**出題内容 A**
本文について、次の問いに答えてください。
(i) 男が親友とこの話をしたのは、二人で何をしていた時か。
(ii) 雷嫌いの友人は、雷が鳴りそうな天気の日にはどうなると言っているか。
(iii) 男は友人に、いつまで禁酒し、いつ酒を飲むよう勧めているか。

===== 本文 =====

大変な雷嫌いの親友を持つ男が、ある時、彼と酒を飲んで談笑していた時の事、
「おまえさんは、誰にも負けないくらいの大の雷嫌いだが、俺の意見の通りにすれば、雷嫌いなどすぐに治ってしまうぞ」
「・・・うむ、つまらない事で、自分でも雷嫌いなど恥ずかしいと思うのだが、雷が鳴りそうな天気の日は朝から気分が悪く、一旦雷が鳴り始めると魂も消え失せそうになるくらい恐ろしくなってしまうのだ、武士に生まれてこんな臆病なことでは残念だと思っているので、雷嫌いが治るならどんな事でもしようと思っている、なにかいい方法があるのか?」
雷嫌いの友人がそう言ったので男は、
「よし、それならば、お前さんの大好きな酒をやめるのだ・・・いや長く禁酒するには及ばない、雷が鳴りそうな日まで禁酒して、雷が鳴り始めたら酒を飲むようにするのだよ」

===== 抽出データ =====

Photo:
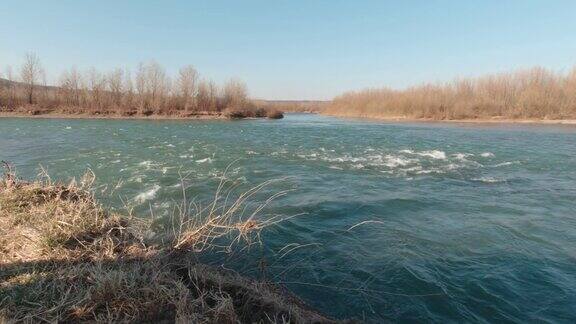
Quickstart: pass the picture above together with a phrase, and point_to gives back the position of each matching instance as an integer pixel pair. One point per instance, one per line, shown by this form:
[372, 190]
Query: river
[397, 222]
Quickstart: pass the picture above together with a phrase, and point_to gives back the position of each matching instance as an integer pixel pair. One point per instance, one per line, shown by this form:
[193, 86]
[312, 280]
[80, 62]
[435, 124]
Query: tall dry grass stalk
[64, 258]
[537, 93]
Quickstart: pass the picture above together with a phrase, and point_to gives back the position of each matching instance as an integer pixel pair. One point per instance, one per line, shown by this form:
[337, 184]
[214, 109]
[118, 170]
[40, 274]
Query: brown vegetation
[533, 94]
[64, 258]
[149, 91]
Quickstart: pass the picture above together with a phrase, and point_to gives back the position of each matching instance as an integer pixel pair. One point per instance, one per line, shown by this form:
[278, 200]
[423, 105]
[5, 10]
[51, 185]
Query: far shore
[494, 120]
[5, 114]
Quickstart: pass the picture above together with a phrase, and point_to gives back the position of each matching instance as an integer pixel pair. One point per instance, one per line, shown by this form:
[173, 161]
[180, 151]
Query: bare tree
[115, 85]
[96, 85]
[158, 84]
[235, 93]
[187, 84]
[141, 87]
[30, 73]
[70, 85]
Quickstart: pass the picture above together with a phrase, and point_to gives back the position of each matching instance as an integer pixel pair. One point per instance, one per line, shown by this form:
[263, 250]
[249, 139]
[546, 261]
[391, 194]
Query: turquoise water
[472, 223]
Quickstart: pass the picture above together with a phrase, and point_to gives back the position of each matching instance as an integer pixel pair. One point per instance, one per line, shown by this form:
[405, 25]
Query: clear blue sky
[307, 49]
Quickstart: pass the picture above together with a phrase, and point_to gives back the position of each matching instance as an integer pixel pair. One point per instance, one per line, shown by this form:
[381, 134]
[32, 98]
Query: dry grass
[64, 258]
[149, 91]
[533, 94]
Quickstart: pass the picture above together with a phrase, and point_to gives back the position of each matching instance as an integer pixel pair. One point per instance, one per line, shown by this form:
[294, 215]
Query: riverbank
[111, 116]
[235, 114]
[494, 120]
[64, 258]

=====
===== 抽出データ =====

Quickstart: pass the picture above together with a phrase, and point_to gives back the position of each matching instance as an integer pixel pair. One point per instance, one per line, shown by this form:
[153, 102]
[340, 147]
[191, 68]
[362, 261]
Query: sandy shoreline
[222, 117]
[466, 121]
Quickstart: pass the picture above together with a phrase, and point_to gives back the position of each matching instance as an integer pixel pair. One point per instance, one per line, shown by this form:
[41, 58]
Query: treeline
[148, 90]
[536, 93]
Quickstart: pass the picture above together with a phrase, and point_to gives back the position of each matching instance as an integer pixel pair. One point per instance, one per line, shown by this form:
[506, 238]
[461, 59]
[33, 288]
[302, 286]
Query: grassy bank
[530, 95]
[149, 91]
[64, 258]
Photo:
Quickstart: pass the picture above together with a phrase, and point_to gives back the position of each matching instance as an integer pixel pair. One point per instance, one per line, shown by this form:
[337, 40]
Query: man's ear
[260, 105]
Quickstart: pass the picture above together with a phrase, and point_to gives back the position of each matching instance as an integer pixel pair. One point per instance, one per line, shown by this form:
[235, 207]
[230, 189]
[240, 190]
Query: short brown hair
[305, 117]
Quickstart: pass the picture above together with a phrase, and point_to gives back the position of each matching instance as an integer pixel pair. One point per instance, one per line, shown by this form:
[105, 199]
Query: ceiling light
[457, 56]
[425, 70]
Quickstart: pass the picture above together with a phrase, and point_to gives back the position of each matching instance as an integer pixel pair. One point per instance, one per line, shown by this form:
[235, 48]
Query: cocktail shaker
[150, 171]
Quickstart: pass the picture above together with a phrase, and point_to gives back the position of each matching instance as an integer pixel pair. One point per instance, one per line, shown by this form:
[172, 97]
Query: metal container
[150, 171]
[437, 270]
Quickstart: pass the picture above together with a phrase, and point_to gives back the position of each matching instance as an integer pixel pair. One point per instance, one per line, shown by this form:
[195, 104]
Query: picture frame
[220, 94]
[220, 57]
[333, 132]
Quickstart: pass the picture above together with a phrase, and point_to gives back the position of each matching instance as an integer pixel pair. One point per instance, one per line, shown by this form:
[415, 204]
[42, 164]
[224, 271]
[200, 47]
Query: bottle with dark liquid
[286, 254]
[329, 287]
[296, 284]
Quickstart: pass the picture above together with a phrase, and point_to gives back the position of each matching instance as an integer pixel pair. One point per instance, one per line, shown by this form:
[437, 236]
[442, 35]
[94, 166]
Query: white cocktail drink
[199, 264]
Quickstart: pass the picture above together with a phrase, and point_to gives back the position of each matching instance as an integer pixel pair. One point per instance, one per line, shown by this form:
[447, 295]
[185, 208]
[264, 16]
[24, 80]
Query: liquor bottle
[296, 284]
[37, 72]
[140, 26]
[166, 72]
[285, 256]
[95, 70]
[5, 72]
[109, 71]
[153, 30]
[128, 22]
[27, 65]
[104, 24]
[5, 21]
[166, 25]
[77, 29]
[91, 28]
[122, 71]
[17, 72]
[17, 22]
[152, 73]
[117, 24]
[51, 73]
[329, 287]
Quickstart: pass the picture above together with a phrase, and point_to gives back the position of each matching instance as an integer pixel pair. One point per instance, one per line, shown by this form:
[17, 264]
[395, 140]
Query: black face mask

=====

**出題内容 B**
リストから「cocktail」という語を含む行をすべて選び出し、書き写してください。

**解答 A**
(i) 酒を飲んで談笑していた時。
(ii) 朝から気分が悪くなる。
(iii) 雷が鳴りそうな日まで禁酒し、雷が鳴り始めたら酒を飲む。

**解答 B**
Query: cocktail shaker
Query: white cocktail drink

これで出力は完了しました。